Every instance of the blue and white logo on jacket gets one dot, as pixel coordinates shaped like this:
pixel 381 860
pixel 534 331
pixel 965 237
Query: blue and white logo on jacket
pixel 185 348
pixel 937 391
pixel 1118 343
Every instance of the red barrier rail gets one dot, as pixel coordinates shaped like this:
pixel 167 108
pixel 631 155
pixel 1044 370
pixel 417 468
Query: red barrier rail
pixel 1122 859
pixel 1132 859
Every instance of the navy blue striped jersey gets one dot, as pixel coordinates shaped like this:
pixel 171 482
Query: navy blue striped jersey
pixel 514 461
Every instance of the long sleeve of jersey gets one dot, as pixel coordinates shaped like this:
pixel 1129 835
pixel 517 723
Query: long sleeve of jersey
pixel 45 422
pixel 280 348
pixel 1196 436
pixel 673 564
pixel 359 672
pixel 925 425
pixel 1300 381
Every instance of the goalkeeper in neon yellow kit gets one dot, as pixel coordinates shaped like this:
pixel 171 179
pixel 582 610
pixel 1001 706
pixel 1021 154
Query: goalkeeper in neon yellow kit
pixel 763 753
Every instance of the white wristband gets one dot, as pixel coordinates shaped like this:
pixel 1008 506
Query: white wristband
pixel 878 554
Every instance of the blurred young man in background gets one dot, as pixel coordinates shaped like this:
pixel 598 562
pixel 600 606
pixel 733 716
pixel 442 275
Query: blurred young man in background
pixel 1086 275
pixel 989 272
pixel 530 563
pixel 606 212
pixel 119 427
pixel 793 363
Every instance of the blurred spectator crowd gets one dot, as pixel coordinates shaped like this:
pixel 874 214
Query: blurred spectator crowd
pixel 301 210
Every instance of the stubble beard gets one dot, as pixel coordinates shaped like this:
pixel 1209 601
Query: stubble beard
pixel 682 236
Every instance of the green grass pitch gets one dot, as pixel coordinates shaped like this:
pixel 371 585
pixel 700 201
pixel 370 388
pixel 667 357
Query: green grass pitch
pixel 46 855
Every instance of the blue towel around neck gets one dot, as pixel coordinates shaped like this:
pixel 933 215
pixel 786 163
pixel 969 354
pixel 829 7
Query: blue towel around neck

### Exercise
Write the lines above as a JSON list of strings, one string per line, and skip any blank lines.

### Exercise output
[
  "Every instance of the blue and white logo on jacket gets one dot, as pixel coordinates shaped like this:",
  "pixel 381 860",
  "pixel 534 331",
  "pixel 965 237",
  "Query: blue and white logo on jacket",
  "pixel 185 348",
  "pixel 937 391",
  "pixel 1118 343",
  "Every instance of the red barrier rail gets one dot, as pixel coordinates shaped like this:",
  "pixel 167 108",
  "pixel 631 155",
  "pixel 1044 370",
  "pixel 417 468",
  "Query: red barrier rail",
  "pixel 1122 859",
  "pixel 1132 859",
  "Every instance of the navy blue striped jersey gets one dot, as pixel coordinates shaped like this:",
  "pixel 171 482",
  "Query: navy blue striped jersey",
  "pixel 514 461",
  "Every instance of the long sleeve of jersey gets one dot, as pixel coordinates shaped like this:",
  "pixel 1129 835",
  "pixel 517 723",
  "Query: long sleeve of jersey",
  "pixel 45 422",
  "pixel 280 348",
  "pixel 1196 436",
  "pixel 673 564",
  "pixel 359 672",
  "pixel 925 425",
  "pixel 1300 381",
  "Every instance of the goalkeeper in neon yellow kit gets one dot, as pixel coordinates shaped like this:",
  "pixel 171 179",
  "pixel 582 610",
  "pixel 1001 706",
  "pixel 1021 154",
  "Query: goalkeeper in neon yellow kit",
  "pixel 763 753",
  "Every instance of the white wristband gets one dot, as pixel coordinates shaped like this:",
  "pixel 1008 506",
  "Query: white wristband",
  "pixel 878 554",
  "Every instance of the blurred young man in background gets one dot, as pixel coordinates shaped like this:",
  "pixel 598 562",
  "pixel 600 606",
  "pixel 733 716",
  "pixel 442 275",
  "Query: blurred young man in background",
  "pixel 1086 275",
  "pixel 989 272",
  "pixel 530 563",
  "pixel 606 212",
  "pixel 119 427",
  "pixel 793 363",
  "Every instance of the blurred spectator crowd gets one dot, as pixel coordinates shaped like this:",
  "pixel 874 214",
  "Query: blurred spectator crowd",
  "pixel 301 210",
  "Every instance of the stubble beard gets one dot, as pixel coordinates shaped like this:",
  "pixel 1209 601",
  "Query: stubble beard",
  "pixel 682 236",
  "Every instance of the green grass pitch gets one dot, as pixel coordinates shaped like this:",
  "pixel 371 585",
  "pixel 700 201",
  "pixel 370 388",
  "pixel 667 357",
  "Query: green grass pitch",
  "pixel 46 855",
  "Every instance of the blue towel around neck gets one dot, as pixel coordinates shaped like this:",
  "pixel 933 215",
  "pixel 786 163",
  "pixel 969 354",
  "pixel 829 7",
  "Query: blue towel around neck"
]